Entries provided

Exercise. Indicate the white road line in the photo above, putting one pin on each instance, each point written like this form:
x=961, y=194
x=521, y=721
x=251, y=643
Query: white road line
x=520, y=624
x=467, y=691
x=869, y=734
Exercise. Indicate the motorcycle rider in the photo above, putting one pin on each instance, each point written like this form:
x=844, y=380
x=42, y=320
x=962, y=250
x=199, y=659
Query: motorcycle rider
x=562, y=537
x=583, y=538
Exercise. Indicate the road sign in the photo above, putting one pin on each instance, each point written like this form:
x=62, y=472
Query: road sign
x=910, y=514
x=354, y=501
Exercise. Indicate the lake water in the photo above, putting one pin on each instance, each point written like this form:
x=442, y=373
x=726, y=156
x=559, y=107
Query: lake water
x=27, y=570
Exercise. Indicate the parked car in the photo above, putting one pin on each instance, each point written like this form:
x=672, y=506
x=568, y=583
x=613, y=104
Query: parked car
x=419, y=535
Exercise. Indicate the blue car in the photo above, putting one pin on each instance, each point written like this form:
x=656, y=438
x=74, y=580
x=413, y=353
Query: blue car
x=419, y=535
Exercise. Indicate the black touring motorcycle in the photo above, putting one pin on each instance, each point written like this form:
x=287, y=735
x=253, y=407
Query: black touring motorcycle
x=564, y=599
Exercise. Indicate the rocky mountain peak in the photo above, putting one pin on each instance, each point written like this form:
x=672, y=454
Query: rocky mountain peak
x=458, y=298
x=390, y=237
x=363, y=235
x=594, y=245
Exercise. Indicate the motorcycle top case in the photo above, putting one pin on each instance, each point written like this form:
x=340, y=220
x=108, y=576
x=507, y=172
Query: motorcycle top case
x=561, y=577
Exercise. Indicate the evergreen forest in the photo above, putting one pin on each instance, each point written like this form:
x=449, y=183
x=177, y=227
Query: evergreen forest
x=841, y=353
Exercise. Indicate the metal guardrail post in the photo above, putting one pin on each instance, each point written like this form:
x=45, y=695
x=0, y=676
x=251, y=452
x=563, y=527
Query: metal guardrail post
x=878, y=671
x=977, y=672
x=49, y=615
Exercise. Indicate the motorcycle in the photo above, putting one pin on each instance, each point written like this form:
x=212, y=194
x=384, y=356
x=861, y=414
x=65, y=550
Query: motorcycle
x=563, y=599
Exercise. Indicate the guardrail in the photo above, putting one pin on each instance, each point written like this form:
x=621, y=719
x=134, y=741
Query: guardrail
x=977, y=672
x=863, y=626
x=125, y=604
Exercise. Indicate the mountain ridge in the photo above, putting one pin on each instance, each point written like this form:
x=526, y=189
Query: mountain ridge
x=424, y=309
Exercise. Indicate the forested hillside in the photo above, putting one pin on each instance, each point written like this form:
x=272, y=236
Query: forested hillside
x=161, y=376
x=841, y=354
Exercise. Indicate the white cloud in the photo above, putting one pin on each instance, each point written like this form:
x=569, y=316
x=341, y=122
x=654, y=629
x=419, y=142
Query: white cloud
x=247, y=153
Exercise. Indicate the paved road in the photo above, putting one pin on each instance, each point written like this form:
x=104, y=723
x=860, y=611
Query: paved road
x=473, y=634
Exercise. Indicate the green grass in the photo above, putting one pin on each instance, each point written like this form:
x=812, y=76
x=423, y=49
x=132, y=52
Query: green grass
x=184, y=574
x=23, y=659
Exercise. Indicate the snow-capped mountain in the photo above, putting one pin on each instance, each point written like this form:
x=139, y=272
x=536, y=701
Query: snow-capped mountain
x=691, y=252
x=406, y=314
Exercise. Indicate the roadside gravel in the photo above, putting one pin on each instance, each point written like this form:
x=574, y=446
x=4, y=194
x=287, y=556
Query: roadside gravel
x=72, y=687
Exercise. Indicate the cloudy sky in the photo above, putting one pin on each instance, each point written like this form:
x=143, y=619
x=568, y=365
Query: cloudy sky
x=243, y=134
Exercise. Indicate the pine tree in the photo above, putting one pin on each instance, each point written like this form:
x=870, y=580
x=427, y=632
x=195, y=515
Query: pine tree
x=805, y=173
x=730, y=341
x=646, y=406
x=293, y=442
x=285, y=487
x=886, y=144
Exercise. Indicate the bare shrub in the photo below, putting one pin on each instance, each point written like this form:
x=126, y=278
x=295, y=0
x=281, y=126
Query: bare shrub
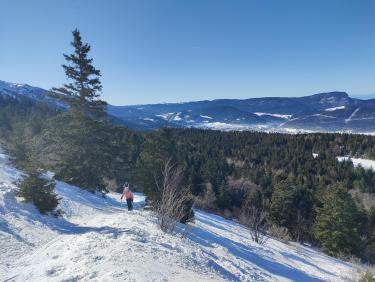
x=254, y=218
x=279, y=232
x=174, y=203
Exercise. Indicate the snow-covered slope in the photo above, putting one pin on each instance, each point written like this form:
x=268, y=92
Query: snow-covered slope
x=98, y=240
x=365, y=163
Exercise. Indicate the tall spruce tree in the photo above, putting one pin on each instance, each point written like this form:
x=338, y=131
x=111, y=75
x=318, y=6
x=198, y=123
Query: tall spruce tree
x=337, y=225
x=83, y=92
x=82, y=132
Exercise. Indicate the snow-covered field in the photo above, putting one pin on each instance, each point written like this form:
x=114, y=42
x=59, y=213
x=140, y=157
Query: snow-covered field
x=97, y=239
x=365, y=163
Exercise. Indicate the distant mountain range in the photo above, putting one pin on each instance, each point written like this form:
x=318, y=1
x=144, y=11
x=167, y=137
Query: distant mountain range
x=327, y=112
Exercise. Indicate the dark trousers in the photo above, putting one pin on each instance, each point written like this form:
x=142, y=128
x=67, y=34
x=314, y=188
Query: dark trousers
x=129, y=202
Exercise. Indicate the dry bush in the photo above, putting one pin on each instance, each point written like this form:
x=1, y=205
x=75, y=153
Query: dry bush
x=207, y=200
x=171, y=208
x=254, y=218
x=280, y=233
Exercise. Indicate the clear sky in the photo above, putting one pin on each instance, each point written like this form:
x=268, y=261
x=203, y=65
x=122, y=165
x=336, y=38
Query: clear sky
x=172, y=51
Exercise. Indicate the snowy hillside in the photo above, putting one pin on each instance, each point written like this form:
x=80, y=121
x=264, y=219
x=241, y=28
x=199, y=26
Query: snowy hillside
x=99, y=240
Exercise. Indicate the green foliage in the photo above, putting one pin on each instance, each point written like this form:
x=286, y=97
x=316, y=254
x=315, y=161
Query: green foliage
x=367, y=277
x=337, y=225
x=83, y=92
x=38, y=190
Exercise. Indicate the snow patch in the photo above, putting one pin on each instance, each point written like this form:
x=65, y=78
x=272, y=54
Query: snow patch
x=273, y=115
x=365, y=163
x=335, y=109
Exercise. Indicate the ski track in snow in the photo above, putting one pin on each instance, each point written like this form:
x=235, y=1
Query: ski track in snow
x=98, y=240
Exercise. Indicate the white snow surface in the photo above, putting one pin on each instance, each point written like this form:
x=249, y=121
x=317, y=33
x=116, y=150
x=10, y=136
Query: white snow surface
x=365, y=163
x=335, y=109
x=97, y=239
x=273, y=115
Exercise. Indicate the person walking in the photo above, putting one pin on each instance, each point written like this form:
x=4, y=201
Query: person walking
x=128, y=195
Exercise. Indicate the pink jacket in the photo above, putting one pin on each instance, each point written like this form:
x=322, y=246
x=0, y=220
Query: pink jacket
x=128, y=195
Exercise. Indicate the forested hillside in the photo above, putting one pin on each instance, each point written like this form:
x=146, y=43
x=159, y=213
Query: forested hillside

Exercise description
Line by line, write out the entries exactly, and leave the pictures out.

Problem solution
Exercise. Indicate the white road line in the photo above, putting one pin on each instance, each point written like this form:
x=961, y=194
x=521, y=721
x=251, y=643
Query: white road line
x=520, y=624
x=467, y=691
x=869, y=734
Exercise. Indicate the motorcycle rider in the photo above, putting one pin on each instance, each point written like this form:
x=844, y=380
x=42, y=320
x=962, y=250
x=199, y=659
Query: motorcycle rider
x=562, y=537
x=583, y=538
Exercise. Indicate the road sign in the photo above, putting one pin on each instance, each point written like this form:
x=62, y=472
Query: road sign
x=910, y=514
x=354, y=501
Exercise. Indicate the lake water in the photo above, putting one pin on each instance, each point written like this form:
x=442, y=373
x=726, y=156
x=559, y=107
Query: lake water
x=27, y=570
Exercise. Indicate the parked car in the photo above, putting one pin on each instance, each point written like this form:
x=672, y=506
x=568, y=583
x=613, y=104
Query: parked car
x=419, y=535
Exercise. Indicate the blue car in the photo above, putting one pin on each instance, each point written like this form:
x=656, y=438
x=74, y=580
x=413, y=353
Query: blue car
x=419, y=535
Exercise. Indicate the black touring motorcycle in the photo above, putting one pin on each instance, each point written like this form:
x=287, y=735
x=253, y=407
Query: black touring motorcycle
x=564, y=599
Exercise. Indicate the rocky mountain peak in the photo above, putting one pin on each instance, each point written like this form:
x=672, y=454
Query: rocky mountain peak
x=458, y=298
x=390, y=237
x=363, y=235
x=594, y=245
Exercise. Indicate the motorcycle top case in the photo above, putting one pin on each instance, each point written like this form:
x=340, y=220
x=108, y=576
x=507, y=172
Query: motorcycle top case
x=561, y=577
Exercise. Indicate the evergreen forest in the photo above, putting one pin on each instance, each point written like this form:
x=449, y=183
x=177, y=227
Query: evergreen forest
x=841, y=353
Exercise. Indicate the metal guardrail post in the photo above, putting one pin on each instance, each point written like this form:
x=45, y=695
x=0, y=676
x=251, y=452
x=563, y=527
Query: metal guardrail post
x=878, y=671
x=977, y=672
x=49, y=615
Exercise. Indicate the motorcycle in the photo above, putting one pin on each instance, each point written like this form:
x=212, y=194
x=384, y=356
x=861, y=414
x=65, y=550
Query: motorcycle
x=563, y=599
Exercise. Indicate the guardrail in the photo above, putting one pin on each instance, each point written like this form:
x=621, y=719
x=134, y=741
Query: guardrail
x=977, y=672
x=863, y=626
x=125, y=604
Exercise. Indicate the mountain ridge in the photo above, putting one pin on each instance, each point written like this form:
x=526, y=189
Query: mountain ridge
x=424, y=309
Exercise. Indicate the forested hillside in the photo above, putting one pin on each instance, each point written like this form:
x=272, y=236
Query: forested hillside
x=161, y=376
x=841, y=354
Exercise. Indicate the white cloud in the photo above, putting one pin on each instance, each point written like this form:
x=569, y=316
x=341, y=122
x=654, y=629
x=419, y=142
Query: white cloud
x=247, y=153
Exercise. Indicate the paved road in the photo above, putting one pin on each instance, each point written like this form:
x=104, y=723
x=860, y=611
Query: paved road
x=473, y=634
Exercise. Indicate the green grass in the photo above, putting one pin on each instance, each point written like this form:
x=812, y=76
x=423, y=49
x=132, y=52
Query: green grass
x=184, y=574
x=23, y=659
Exercise. Indicate the snow-capped mountain in the photo above, putting one pin on each instance, each point written like this form:
x=139, y=272
x=536, y=701
Query: snow-capped mountain
x=691, y=252
x=406, y=314
Exercise. Indicate the roadside gravel in the photo above, putting one pin on each instance, each point written like this form:
x=574, y=446
x=4, y=194
x=287, y=556
Query: roadside gravel
x=72, y=687
Exercise. Indicate the cloudy sky in the photo above, putting one pin on each instance, each point written like this form:
x=143, y=619
x=568, y=365
Query: cloudy sky
x=243, y=134
Exercise. Indicate the pine tree in the photo above, putting one pin on each instance, each point written like this form:
x=870, y=580
x=427, y=632
x=195, y=515
Query: pine tree
x=805, y=173
x=730, y=341
x=646, y=406
x=293, y=442
x=285, y=487
x=886, y=144
Exercise. Indicate the bare shrub in the photo below, putting one pin on each instance, each point written like this form:
x=126, y=278
x=295, y=0
x=281, y=126
Query: bare shrub
x=254, y=218
x=279, y=232
x=174, y=203
Exercise. Indicate the snow-covered slope in the photo above, putting one pin on each instance, each point written like this form:
x=268, y=92
Query: snow-covered slope
x=98, y=240
x=365, y=163
Exercise. Indicate the tall spruce tree in the photo above, putting one pin on each instance, each point written like this form:
x=338, y=131
x=111, y=75
x=318, y=6
x=198, y=123
Query: tall spruce tree
x=337, y=225
x=83, y=92
x=82, y=132
Exercise. Indicate the snow-covered field in the photo above, putting one pin on each instance, each point written like this form:
x=114, y=42
x=59, y=213
x=140, y=157
Query: snow-covered field
x=97, y=239
x=365, y=163
Exercise. Indicate the distant mountain range in the photo above, putting one pin on each instance, each point written like this form:
x=318, y=1
x=144, y=11
x=167, y=137
Query: distant mountain range
x=327, y=112
Exercise. Indicate the dark trousers in the photo above, putting one pin on each instance, each point written like this form:
x=142, y=128
x=67, y=34
x=314, y=188
Query: dark trousers
x=129, y=202
Exercise. Indicate the dry bush in the photo above, putting one pin on each instance, each point written like this form:
x=1, y=205
x=75, y=153
Query: dry bush
x=207, y=200
x=171, y=208
x=254, y=218
x=280, y=233
Exercise. Indicate the clear sky in the photo above, putting one pin on each instance, each point written like this form:
x=268, y=261
x=203, y=65
x=122, y=165
x=336, y=38
Query: clear sky
x=172, y=51
Exercise. Indicate the snowy hillside in the photo above, putting one pin on each instance, each point written like this form:
x=80, y=121
x=264, y=219
x=241, y=28
x=199, y=26
Query: snowy hillside
x=99, y=240
Exercise. Indicate the green foliage in the photo above, putting one pin on each instance, each point written like this form:
x=286, y=97
x=316, y=254
x=315, y=161
Query: green foliage
x=367, y=277
x=337, y=225
x=83, y=92
x=38, y=190
Exercise. Indicate the snow patch in the photo above, putting one pin on each instance, each point written like this form:
x=65, y=78
x=272, y=54
Query: snow patch
x=273, y=115
x=365, y=163
x=335, y=109
Exercise. Indicate the ski track in snow in the photo above, putting one pin on each instance, each point written like this form:
x=235, y=1
Query: ski track in snow
x=98, y=240
Exercise. Indicate the white snow surface in the photo above, putting one pin on each instance, each point written like this form:
x=249, y=121
x=317, y=33
x=116, y=150
x=10, y=136
Query: white snow surface
x=365, y=163
x=335, y=109
x=97, y=239
x=273, y=115
Exercise. Indicate the person walking in the photo above, putting one pin on each instance, each point written like this form:
x=4, y=201
Query: person walking
x=128, y=195
Exercise. Indicate the pink jacket in the photo above, putting one pin on each instance, each point written like this form:
x=322, y=246
x=0, y=220
Query: pink jacket
x=128, y=195
Exercise. Indicate the forested hillside in the photo above, putting one pin on each instance, each point written like this form:
x=146, y=43
x=159, y=213
Query: forested hillside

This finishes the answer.